───── Records provided
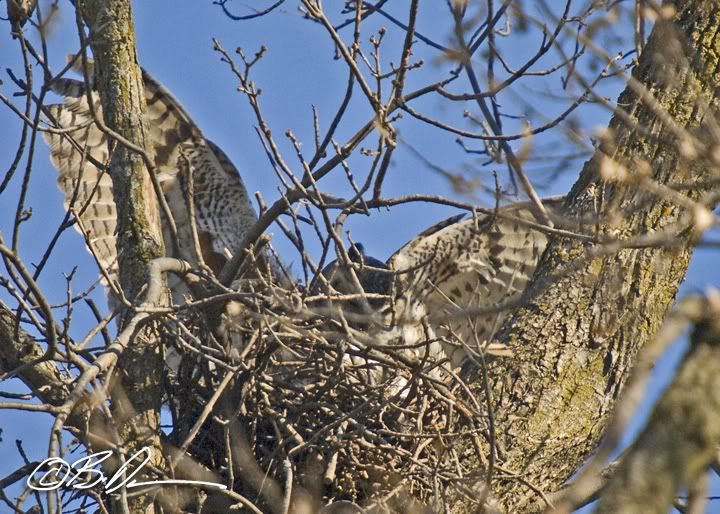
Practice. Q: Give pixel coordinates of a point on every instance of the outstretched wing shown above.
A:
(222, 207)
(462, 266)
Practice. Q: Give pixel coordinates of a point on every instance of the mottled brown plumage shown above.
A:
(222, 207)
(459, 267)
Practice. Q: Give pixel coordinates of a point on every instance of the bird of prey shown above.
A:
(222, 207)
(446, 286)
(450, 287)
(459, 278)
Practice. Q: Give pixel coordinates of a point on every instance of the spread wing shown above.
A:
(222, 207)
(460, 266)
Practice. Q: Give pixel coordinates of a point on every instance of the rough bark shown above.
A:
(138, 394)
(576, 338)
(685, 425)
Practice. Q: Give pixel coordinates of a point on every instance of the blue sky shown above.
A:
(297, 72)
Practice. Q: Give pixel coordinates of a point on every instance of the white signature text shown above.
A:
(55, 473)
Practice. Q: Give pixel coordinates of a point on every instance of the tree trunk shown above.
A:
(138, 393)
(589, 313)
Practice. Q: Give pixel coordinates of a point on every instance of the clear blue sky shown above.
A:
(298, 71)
──────────
* Task requirements
Full transcription of the material, exact in every line, without images.

* Answer box
Practice. Q: Give pixel coordinates of a point on every instance of the outstretched wing shown above.
A:
(222, 207)
(462, 266)
Practice. Q: Give pixel coordinates of a point on every instance of the mottled brown plumage shown above.
A:
(222, 207)
(459, 267)
Practice. Q: Give pixel coordinates of a point on every instance of the bird of prey shown above.
A:
(222, 207)
(446, 286)
(450, 287)
(459, 278)
Practice. Q: Give pixel coordinates of a point on every instance of the spread wing shown above.
A:
(222, 207)
(460, 266)
Practice. Q: Give pixel coordinates of a point on every instance of the rough bark shown above.
A:
(138, 394)
(576, 338)
(685, 425)
Practice. Q: Give pixel coordinates of a point on every instance of the blue sky shown above.
A:
(297, 72)
Practice. Q: Give pixel coordinates of a point on every instance of the white signature text shown above.
A:
(55, 473)
Practice. Q: Give pixel coordinates of a point on every instance of the tree trunk shown above.
A:
(138, 393)
(589, 313)
Practice. Q: Give pixel coordinates of a point on every instance of the clear blue sky shown above.
A:
(298, 71)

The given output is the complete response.